+++ Data provided

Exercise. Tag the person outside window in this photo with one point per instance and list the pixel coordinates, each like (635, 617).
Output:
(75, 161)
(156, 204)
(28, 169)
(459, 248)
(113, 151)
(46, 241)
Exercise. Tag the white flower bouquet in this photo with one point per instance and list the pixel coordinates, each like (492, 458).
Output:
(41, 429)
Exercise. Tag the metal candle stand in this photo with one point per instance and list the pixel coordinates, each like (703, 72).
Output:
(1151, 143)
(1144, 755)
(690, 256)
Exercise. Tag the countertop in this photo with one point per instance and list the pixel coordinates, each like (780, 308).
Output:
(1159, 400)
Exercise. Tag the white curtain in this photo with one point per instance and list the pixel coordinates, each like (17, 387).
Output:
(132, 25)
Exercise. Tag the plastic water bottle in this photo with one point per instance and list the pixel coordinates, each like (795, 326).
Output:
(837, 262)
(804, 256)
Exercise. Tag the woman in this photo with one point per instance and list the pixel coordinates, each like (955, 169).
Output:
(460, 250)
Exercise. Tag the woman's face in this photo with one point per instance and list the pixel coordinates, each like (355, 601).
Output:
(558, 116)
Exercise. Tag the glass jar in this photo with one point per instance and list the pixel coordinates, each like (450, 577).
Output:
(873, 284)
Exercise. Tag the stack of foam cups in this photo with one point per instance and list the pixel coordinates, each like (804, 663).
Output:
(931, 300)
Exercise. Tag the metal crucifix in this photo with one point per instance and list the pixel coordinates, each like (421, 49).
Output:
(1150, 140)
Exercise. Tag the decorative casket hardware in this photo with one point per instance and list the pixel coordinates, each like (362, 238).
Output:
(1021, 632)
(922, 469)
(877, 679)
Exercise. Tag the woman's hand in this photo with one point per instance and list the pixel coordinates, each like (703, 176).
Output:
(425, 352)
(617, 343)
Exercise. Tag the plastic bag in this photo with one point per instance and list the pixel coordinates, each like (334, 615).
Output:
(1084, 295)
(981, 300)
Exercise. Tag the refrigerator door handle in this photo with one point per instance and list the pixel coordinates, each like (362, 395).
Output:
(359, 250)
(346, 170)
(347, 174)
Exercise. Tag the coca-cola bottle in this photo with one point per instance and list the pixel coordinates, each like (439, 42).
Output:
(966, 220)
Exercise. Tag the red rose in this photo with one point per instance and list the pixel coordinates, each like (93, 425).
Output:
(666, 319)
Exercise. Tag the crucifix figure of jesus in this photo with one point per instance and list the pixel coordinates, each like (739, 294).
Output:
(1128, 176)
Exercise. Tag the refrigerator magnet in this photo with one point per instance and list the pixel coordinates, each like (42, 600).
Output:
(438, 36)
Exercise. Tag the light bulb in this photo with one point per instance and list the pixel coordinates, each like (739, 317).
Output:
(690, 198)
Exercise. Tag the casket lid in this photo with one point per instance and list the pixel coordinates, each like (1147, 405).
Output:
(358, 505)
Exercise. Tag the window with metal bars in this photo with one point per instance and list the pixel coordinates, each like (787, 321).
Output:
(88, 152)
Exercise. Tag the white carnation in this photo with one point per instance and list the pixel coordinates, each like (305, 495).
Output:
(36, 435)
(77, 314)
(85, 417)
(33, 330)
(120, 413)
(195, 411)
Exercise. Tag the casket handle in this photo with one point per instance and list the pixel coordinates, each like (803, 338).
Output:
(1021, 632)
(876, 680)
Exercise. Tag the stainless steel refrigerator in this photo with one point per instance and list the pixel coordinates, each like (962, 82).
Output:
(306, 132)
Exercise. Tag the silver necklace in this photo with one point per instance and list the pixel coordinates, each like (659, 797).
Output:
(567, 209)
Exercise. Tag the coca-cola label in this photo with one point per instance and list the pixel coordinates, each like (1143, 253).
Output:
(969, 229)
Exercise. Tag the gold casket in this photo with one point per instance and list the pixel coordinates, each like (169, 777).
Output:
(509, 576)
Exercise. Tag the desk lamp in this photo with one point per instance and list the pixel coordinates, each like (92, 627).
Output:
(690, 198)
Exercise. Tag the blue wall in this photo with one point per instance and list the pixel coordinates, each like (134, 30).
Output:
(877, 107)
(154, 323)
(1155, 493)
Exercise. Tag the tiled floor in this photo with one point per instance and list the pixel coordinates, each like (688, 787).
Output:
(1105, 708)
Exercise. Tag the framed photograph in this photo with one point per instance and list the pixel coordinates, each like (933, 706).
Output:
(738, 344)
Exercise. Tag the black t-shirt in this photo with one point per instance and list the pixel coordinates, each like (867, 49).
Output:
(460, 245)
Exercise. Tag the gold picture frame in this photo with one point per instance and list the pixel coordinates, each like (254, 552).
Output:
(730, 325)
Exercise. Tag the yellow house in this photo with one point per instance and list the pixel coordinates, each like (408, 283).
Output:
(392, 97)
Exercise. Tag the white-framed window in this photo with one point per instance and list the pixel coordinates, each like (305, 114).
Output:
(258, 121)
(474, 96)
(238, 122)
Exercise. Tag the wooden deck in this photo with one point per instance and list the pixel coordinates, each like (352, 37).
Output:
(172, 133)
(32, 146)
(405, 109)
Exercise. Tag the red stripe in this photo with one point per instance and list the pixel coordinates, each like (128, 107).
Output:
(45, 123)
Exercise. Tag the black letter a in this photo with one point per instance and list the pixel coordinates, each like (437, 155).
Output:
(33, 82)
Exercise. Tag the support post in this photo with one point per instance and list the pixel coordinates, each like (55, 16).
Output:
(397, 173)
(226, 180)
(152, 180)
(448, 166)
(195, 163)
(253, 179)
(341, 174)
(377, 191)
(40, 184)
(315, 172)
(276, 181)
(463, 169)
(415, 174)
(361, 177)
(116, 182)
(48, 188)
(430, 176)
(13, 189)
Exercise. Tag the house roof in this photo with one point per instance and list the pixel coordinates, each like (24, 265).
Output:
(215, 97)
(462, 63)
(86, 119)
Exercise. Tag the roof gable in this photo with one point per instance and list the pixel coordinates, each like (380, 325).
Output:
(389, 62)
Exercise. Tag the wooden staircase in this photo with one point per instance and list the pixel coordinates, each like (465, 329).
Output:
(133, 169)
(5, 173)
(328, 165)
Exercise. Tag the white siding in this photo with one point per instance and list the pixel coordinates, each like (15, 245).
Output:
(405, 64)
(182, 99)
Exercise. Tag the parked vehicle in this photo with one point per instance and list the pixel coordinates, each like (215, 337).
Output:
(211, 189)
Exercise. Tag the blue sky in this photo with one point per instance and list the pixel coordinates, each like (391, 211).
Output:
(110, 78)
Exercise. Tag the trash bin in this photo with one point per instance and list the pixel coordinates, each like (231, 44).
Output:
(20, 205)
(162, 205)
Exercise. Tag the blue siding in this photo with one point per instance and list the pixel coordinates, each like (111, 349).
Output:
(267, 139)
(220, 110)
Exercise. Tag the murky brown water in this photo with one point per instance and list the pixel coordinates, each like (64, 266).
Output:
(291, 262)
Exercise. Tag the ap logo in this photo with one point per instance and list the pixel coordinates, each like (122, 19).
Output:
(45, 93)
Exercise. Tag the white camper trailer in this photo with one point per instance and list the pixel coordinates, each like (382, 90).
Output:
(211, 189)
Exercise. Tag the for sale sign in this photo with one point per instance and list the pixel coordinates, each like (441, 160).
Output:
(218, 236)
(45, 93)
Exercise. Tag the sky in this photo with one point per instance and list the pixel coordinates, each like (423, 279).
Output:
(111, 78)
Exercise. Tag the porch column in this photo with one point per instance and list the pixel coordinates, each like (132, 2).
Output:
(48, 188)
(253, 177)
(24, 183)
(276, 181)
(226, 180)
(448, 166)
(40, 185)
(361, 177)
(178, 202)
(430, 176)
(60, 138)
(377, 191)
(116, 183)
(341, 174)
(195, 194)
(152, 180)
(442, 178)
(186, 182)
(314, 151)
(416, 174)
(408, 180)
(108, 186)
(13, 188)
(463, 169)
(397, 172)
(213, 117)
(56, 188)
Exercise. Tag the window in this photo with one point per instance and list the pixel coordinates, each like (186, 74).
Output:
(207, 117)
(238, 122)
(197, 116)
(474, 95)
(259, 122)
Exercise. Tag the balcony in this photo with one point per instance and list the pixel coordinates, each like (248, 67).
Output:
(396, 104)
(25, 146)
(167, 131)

++++++

§ **What to do**:
Search the material above for the word "siding", then copy each line that holds it.

§ **Result for this task**:
Exercise. Tag the white siding in this photo with one point per instance and list the pixel coordinates, each like (15, 245).
Exercise. Tag the blue siding in this photo with one point per instance and list the pixel coordinates, each like (111, 349).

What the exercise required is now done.